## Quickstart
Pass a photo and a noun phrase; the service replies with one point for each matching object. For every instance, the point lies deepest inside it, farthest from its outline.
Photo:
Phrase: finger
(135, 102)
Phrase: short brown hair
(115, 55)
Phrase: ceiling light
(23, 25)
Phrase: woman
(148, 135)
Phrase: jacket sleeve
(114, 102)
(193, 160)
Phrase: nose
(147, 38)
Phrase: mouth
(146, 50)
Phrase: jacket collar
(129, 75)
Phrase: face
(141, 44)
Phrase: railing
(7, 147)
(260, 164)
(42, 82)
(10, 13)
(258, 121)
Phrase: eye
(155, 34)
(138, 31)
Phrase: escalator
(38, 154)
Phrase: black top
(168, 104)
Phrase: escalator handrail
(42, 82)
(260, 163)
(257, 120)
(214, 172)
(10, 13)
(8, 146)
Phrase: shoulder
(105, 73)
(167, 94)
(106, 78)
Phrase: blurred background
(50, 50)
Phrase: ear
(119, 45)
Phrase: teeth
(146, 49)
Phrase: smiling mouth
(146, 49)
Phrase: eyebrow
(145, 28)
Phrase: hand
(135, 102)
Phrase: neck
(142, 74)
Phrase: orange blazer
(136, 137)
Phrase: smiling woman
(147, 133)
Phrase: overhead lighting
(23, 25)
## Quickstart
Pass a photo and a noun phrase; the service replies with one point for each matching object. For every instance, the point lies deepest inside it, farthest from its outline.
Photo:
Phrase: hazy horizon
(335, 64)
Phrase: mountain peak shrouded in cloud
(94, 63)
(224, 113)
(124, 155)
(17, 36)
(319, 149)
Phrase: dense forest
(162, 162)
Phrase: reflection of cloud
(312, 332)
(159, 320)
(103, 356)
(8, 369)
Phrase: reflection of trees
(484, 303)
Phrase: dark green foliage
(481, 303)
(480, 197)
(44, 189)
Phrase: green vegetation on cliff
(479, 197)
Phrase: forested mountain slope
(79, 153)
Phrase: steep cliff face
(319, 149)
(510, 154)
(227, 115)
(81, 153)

§ SHORT TASK: Type the material above out again, exactly.

§ TASK RESULT:
## Quickstart
Pass a photo and a noun phrase; the service replies with one point for each matching object. For every instance, the point lies deepest inside it, farthest from its outline.
Photo:
Phrase: finger
(135, 102)
Phrase: short brown hair
(115, 55)
Phrase: ceiling light
(23, 25)
Phrase: woman
(148, 135)
Phrase: jacket sleeve
(114, 102)
(193, 160)
Phrase: nose
(147, 38)
Phrase: mouth
(146, 50)
Phrase: jacket collar
(129, 75)
Phrase: face
(141, 44)
Phrase: railing
(7, 147)
(260, 164)
(42, 82)
(10, 13)
(258, 121)
Phrase: eye
(155, 34)
(138, 31)
Phrase: escalator
(38, 154)
Phrase: black top
(168, 104)
Phrase: escalator handrail
(42, 82)
(260, 163)
(257, 120)
(214, 172)
(10, 13)
(8, 146)
Phrase: shoulder
(105, 73)
(167, 94)
(106, 78)
Phrase: blurred background
(50, 50)
Phrase: ear
(119, 45)
Phrase: teeth
(146, 49)
Phrase: smiling mouth
(146, 49)
Phrase: eyebrow
(145, 28)
Phrase: hand
(135, 102)
Phrase: neck
(142, 74)
Phrase: orange blazer
(136, 137)
Phrase: smiling woman
(147, 133)
Phrase: overhead lighting
(23, 25)
## Quickstart
Pass a photo and a noun phrase; the service replies with one point for each matching object. For every instance, the point lies deepest inside it, farthest from its outline.
Photo:
Phrase: hazy horizon
(335, 64)
Phrase: mountain peak shrouded in cloud
(94, 63)
(224, 113)
(124, 155)
(17, 36)
(319, 149)
Phrase: dense forest
(162, 162)
Phrase: reflection of cloud
(312, 332)
(159, 320)
(103, 356)
(8, 369)
Phrase: reflection of trees
(484, 303)
Phrase: dark green foliage
(481, 303)
(480, 197)
(44, 189)
Phrase: green vegetation on cliff
(479, 197)
Phrase: forested mountain slope
(79, 153)
Phrase: steep cliff face
(319, 149)
(510, 154)
(227, 115)
(81, 153)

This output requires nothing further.